━━ Recorded information

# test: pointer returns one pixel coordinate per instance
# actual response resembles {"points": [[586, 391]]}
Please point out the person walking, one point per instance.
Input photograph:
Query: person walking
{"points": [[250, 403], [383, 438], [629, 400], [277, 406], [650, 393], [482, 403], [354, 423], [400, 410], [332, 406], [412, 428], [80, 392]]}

━━━━

Among the records above, find the lines where the word "instance" appears and copy them.

# test: pointer returns one pixel coordinate per instance
Please point out the person walking, one point per instance.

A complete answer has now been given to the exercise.